→ Image-grounded pointing data
○ ○ ○ ○
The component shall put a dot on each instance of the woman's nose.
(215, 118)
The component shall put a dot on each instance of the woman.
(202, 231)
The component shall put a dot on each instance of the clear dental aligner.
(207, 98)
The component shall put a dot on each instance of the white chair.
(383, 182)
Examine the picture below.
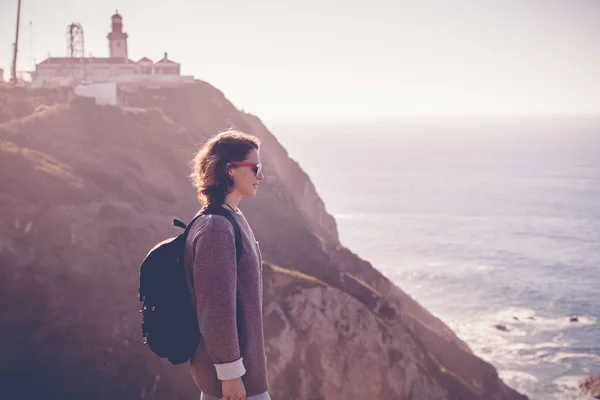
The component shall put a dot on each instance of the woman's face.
(244, 177)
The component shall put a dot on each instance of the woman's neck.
(232, 200)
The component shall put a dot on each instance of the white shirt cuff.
(230, 370)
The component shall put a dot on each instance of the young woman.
(230, 361)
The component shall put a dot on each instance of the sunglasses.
(257, 168)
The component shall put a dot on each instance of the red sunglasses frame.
(247, 164)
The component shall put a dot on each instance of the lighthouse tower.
(117, 39)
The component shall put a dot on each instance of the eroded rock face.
(87, 190)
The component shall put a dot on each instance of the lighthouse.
(117, 39)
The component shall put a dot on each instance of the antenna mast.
(13, 73)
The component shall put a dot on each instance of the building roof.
(165, 60)
(87, 60)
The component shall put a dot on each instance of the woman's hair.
(209, 166)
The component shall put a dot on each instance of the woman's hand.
(233, 389)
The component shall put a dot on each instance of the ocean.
(483, 221)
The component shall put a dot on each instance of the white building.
(71, 71)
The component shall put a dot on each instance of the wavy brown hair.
(209, 166)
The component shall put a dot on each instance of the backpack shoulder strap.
(217, 210)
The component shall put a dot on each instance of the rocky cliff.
(88, 189)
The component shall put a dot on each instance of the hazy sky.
(344, 60)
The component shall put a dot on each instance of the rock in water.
(590, 386)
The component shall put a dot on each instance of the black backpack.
(169, 323)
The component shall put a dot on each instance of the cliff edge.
(88, 189)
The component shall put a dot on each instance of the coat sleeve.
(215, 286)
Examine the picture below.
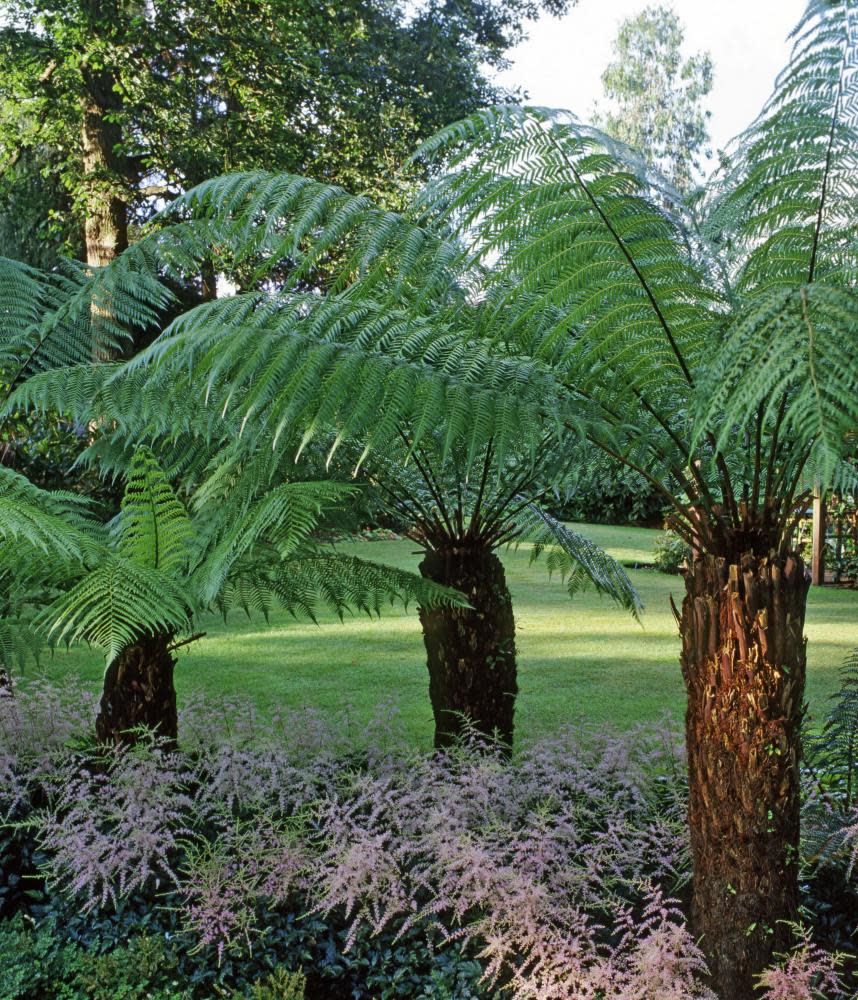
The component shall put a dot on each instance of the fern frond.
(55, 523)
(793, 352)
(304, 584)
(580, 562)
(285, 516)
(785, 203)
(115, 604)
(287, 364)
(153, 528)
(74, 316)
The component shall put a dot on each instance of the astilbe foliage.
(555, 868)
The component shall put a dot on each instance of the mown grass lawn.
(577, 658)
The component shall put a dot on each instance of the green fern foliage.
(786, 211)
(56, 524)
(117, 603)
(71, 317)
(153, 528)
(579, 562)
(305, 584)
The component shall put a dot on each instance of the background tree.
(592, 278)
(129, 101)
(657, 96)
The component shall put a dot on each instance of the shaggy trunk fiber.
(743, 660)
(138, 691)
(470, 651)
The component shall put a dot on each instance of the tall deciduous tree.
(130, 101)
(656, 95)
(633, 308)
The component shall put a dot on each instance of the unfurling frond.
(153, 528)
(580, 562)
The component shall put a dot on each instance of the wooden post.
(817, 562)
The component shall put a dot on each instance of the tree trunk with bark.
(106, 226)
(743, 660)
(470, 651)
(139, 692)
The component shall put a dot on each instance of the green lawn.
(576, 658)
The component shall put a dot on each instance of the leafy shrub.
(670, 553)
(36, 964)
(278, 985)
(604, 492)
(379, 871)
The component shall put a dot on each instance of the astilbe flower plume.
(556, 867)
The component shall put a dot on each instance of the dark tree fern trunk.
(743, 660)
(470, 651)
(138, 691)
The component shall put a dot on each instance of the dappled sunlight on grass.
(578, 659)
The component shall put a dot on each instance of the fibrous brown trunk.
(743, 660)
(470, 651)
(139, 692)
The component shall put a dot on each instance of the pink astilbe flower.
(224, 881)
(112, 830)
(808, 973)
(554, 868)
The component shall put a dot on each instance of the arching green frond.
(304, 229)
(115, 604)
(153, 528)
(579, 253)
(284, 516)
(580, 562)
(305, 364)
(793, 353)
(785, 204)
(69, 318)
(54, 523)
(305, 584)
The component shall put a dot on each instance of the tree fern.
(153, 528)
(72, 316)
(116, 604)
(56, 524)
(785, 209)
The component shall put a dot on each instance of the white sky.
(561, 63)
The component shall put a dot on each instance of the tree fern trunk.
(470, 651)
(743, 660)
(139, 691)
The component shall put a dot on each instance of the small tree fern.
(163, 567)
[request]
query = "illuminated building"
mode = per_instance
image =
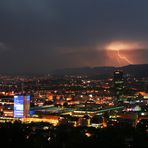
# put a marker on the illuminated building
(118, 84)
(21, 106)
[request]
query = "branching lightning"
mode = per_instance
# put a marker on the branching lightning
(123, 57)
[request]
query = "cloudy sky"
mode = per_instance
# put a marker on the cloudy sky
(41, 35)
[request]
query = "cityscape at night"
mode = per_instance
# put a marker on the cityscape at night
(73, 73)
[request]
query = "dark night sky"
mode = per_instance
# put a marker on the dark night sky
(41, 35)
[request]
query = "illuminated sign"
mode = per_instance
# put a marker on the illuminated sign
(21, 106)
(18, 106)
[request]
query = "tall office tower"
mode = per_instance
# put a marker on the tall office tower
(21, 106)
(118, 84)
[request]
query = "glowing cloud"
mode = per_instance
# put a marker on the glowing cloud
(118, 47)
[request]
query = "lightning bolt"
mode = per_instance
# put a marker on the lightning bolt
(123, 57)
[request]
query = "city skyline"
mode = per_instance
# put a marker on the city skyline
(39, 36)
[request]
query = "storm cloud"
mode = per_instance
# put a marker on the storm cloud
(42, 35)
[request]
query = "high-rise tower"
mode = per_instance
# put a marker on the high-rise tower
(118, 84)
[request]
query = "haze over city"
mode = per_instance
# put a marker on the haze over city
(37, 36)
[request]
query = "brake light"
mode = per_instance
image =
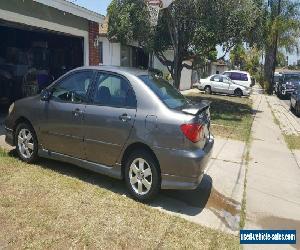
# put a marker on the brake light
(193, 131)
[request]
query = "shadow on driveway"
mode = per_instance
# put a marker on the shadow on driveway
(184, 202)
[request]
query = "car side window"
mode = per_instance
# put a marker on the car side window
(113, 90)
(73, 88)
(226, 80)
(244, 77)
(235, 76)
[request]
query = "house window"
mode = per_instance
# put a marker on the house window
(100, 52)
(126, 56)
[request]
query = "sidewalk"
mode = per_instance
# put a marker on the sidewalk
(289, 123)
(216, 203)
(273, 180)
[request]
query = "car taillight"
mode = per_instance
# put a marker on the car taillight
(193, 132)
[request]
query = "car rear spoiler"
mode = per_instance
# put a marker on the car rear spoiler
(197, 109)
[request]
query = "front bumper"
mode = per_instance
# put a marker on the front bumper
(182, 169)
(286, 92)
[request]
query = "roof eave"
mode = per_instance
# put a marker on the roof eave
(73, 9)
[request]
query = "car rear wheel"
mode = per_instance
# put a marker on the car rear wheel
(142, 176)
(238, 93)
(207, 90)
(26, 143)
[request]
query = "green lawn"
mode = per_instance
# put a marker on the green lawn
(59, 206)
(231, 117)
(293, 141)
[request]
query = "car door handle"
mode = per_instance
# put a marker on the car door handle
(77, 112)
(125, 118)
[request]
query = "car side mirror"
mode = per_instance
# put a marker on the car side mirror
(46, 95)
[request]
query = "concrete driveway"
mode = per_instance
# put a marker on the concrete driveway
(216, 203)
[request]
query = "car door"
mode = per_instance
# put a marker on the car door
(219, 85)
(215, 82)
(61, 125)
(109, 119)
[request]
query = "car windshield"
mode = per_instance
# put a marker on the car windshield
(165, 91)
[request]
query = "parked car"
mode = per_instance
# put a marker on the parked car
(287, 84)
(120, 122)
(240, 77)
(222, 84)
(295, 101)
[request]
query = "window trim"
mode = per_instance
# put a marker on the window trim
(93, 89)
(70, 74)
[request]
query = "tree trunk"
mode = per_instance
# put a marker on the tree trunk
(269, 67)
(177, 69)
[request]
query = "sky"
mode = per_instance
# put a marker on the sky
(100, 6)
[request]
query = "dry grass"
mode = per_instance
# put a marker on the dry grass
(231, 117)
(293, 141)
(56, 205)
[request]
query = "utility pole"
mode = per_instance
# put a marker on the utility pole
(276, 37)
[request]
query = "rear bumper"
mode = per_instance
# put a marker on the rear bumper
(9, 136)
(184, 170)
(286, 92)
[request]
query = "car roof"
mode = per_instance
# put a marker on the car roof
(117, 69)
(291, 73)
(237, 71)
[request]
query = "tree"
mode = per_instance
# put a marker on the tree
(278, 26)
(191, 28)
(238, 56)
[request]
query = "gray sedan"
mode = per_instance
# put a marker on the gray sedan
(120, 122)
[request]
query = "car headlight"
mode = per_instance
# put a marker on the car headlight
(11, 108)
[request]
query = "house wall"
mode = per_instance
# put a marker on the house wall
(41, 16)
(111, 52)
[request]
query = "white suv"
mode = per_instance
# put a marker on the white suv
(239, 77)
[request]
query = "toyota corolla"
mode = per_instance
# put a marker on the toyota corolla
(120, 122)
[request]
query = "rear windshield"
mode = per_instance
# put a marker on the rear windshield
(165, 91)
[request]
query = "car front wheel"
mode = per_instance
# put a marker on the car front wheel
(26, 143)
(207, 90)
(142, 176)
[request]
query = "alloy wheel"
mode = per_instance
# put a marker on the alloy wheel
(25, 143)
(140, 176)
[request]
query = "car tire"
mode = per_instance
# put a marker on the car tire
(207, 90)
(142, 176)
(26, 143)
(238, 93)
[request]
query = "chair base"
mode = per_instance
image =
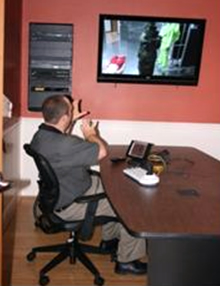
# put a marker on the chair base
(73, 250)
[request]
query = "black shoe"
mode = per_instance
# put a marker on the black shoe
(109, 246)
(135, 267)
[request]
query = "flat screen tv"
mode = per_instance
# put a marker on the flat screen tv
(153, 50)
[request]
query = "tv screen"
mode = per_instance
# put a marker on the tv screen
(154, 50)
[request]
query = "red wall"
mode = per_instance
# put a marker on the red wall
(126, 101)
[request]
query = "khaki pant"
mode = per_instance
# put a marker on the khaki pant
(129, 247)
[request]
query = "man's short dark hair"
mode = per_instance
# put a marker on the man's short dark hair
(54, 107)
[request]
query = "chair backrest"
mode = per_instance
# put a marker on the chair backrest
(48, 182)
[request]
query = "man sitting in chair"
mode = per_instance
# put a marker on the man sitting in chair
(71, 156)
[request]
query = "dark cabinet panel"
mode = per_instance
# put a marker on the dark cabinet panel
(50, 62)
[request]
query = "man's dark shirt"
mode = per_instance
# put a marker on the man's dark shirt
(70, 157)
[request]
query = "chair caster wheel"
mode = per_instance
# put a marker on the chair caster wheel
(44, 280)
(99, 281)
(31, 256)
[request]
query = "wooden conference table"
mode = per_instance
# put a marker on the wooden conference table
(180, 218)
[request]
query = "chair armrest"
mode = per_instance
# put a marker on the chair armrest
(90, 198)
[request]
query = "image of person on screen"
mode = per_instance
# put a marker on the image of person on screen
(169, 33)
(147, 53)
(71, 156)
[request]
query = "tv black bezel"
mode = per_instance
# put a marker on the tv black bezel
(153, 79)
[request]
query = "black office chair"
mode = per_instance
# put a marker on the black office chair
(50, 223)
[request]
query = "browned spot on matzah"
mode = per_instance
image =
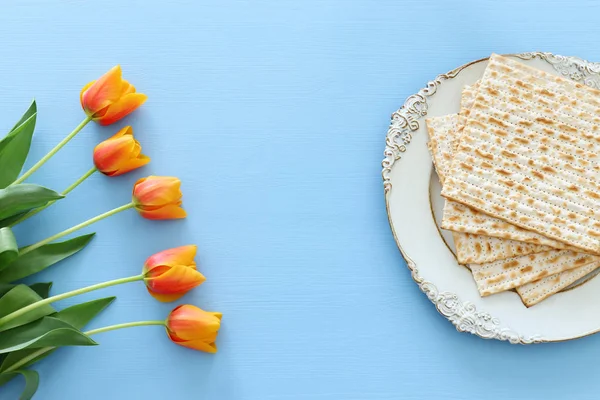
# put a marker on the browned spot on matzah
(543, 120)
(526, 269)
(510, 264)
(567, 128)
(592, 194)
(497, 279)
(542, 274)
(582, 261)
(466, 166)
(484, 154)
(520, 139)
(507, 154)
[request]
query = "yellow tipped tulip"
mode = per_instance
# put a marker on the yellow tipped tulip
(172, 273)
(158, 197)
(110, 98)
(192, 327)
(119, 154)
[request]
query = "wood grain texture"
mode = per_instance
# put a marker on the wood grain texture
(273, 113)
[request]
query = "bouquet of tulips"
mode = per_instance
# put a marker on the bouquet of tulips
(30, 327)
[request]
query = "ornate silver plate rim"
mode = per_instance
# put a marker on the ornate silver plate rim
(405, 121)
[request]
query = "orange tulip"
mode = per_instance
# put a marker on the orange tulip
(119, 154)
(110, 98)
(192, 327)
(172, 273)
(158, 197)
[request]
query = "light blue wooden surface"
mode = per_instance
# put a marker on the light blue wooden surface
(273, 113)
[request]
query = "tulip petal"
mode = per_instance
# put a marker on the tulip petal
(165, 298)
(122, 107)
(132, 164)
(183, 255)
(111, 154)
(103, 92)
(166, 212)
(127, 130)
(198, 344)
(157, 191)
(176, 280)
(86, 87)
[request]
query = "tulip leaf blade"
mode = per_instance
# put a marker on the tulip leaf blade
(17, 298)
(14, 147)
(9, 251)
(78, 316)
(23, 197)
(32, 381)
(43, 257)
(43, 332)
(41, 288)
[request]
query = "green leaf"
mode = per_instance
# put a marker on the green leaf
(9, 251)
(15, 147)
(17, 298)
(32, 381)
(44, 332)
(78, 315)
(24, 197)
(43, 257)
(10, 220)
(42, 289)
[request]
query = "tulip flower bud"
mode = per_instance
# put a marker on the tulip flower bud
(119, 154)
(110, 98)
(192, 327)
(172, 273)
(158, 197)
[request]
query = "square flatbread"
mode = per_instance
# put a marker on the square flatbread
(534, 292)
(493, 277)
(529, 154)
(469, 248)
(511, 273)
(460, 218)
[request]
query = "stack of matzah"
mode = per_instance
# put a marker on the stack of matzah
(520, 171)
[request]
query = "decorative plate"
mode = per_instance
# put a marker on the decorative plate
(414, 204)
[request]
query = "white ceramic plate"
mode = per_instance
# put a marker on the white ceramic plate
(412, 194)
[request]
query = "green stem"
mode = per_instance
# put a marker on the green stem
(121, 326)
(66, 295)
(64, 193)
(53, 151)
(40, 352)
(76, 228)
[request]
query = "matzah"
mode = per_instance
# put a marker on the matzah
(513, 272)
(460, 218)
(480, 249)
(469, 248)
(534, 292)
(529, 154)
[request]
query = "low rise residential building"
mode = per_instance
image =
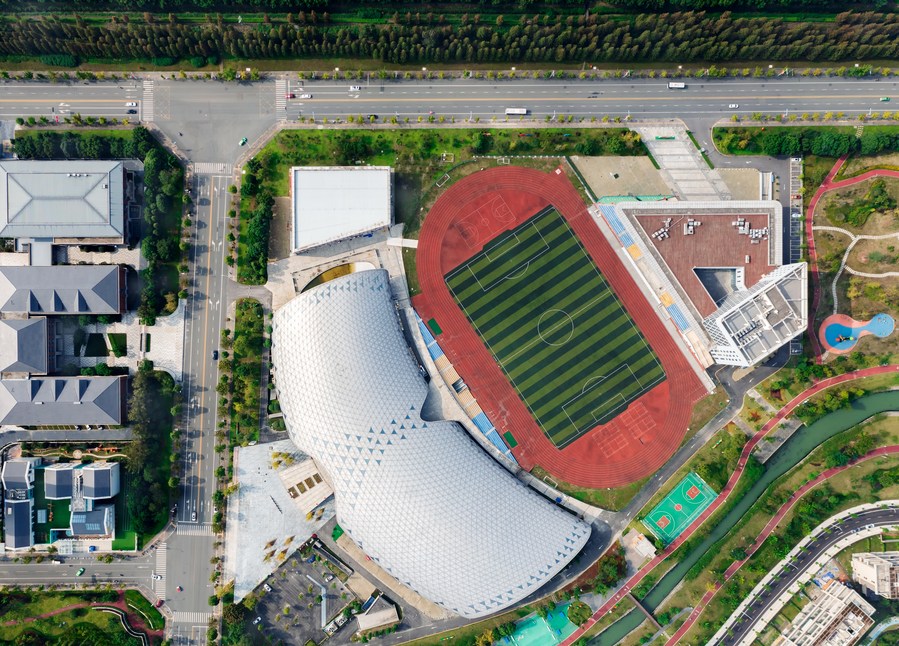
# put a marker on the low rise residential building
(837, 616)
(877, 572)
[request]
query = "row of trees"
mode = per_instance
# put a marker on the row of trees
(150, 413)
(677, 37)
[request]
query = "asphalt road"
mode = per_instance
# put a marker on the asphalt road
(786, 576)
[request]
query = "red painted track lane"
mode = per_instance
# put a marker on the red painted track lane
(472, 212)
(731, 483)
(826, 186)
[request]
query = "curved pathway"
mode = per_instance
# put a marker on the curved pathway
(763, 535)
(853, 239)
(725, 493)
(826, 186)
○ ○ ○ ○
→ Problem to work on
Find "# put a marker on the red painted track lane" in the records. Copy its line and every line after it, exactly, through the last one.

→ Output of the exercise
# put a marker on the red painted track lane
(472, 212)
(731, 483)
(826, 186)
[request]
query = "curved pathway"
mode = per_instance
# put a marker on the curved pathway
(763, 535)
(853, 239)
(725, 493)
(826, 186)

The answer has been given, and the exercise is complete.